— start —

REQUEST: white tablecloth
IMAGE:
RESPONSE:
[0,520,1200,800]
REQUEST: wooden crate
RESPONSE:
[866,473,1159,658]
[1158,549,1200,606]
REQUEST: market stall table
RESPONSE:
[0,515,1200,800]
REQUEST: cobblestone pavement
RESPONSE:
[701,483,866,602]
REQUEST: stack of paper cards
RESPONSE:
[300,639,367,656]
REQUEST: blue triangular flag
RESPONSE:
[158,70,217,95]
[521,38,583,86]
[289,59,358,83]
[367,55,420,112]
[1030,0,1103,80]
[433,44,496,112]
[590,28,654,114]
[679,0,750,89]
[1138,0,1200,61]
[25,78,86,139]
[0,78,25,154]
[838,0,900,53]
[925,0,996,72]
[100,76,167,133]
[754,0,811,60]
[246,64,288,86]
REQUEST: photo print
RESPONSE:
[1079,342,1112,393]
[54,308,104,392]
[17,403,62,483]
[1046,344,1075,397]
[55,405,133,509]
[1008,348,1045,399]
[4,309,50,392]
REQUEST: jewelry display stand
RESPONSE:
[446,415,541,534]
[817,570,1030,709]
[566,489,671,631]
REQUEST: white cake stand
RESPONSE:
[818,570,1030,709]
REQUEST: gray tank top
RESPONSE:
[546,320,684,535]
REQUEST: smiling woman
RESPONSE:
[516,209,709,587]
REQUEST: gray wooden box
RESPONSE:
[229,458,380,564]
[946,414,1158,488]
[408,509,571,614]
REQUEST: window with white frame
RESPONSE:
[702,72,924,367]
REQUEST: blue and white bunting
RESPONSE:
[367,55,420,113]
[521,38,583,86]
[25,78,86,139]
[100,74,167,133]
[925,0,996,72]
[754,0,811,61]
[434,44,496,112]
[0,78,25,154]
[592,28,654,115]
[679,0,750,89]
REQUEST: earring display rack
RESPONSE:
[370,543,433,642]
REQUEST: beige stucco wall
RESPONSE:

— end —

DESCRIPTION OF THE TASK >>
Can you rewrite the records above so that every "white" becomes "cream", with nothing else changed?

THE COMPLETED TASK >>
REQUEST: cream tablecloth
IMAGE:
RESPONSE:
[0,520,1200,800]
REQUEST: wooden crate
RESPONSE:
[866,473,1159,658]
[1158,549,1200,606]
REQUEST: market stall table
RESPONSE:
[0,515,1200,800]
REQUEST: cobblestone pavement
RESPONSE:
[701,483,866,602]
REQUEST: stack of paper cards
RESPONSE:
[300,639,367,656]
REQUEST: blue triangular flag
RESPONSE:
[158,70,217,95]
[521,38,583,86]
[289,59,358,83]
[367,55,420,112]
[1030,0,1103,80]
[433,44,496,112]
[590,28,654,114]
[679,0,750,89]
[1138,0,1200,61]
[25,78,86,139]
[0,78,25,154]
[838,0,900,53]
[925,0,996,72]
[100,76,167,133]
[754,0,811,60]
[246,64,288,86]
REQUEST: photo print
RESPONSE:
[1079,342,1112,393]
[54,308,104,392]
[17,403,62,483]
[1046,344,1075,397]
[55,405,133,509]
[1008,348,1045,399]
[4,309,50,392]
REQUEST: jewelry display stand
RESPONSE:
[446,415,541,534]
[817,570,1030,709]
[566,489,671,631]
REQUEST: cream cake stand
RESPONSE:
[818,570,1030,709]
REQUEST: gray tank top
RESPONSE:
[546,320,684,535]
REQUEST: smiling woman
RESPONSE:
[516,209,709,587]
REQUEST: gray wooden box
RESPONSE:
[229,458,380,564]
[946,414,1158,488]
[408,509,571,614]
REQUEST: window with cream frame
RESPONSE:
[702,72,924,367]
REQUEST: blue and cream bunting
RESPONSE:
[367,55,420,113]
[521,38,583,86]
[25,78,86,139]
[100,74,167,133]
[925,0,996,72]
[754,0,811,61]
[434,44,496,112]
[0,78,25,154]
[592,28,654,115]
[679,0,750,89]
REQUEST: earring display rack
RESPONSE:
[370,543,433,642]
REQUEST: beige stucco wall
RESPONSE:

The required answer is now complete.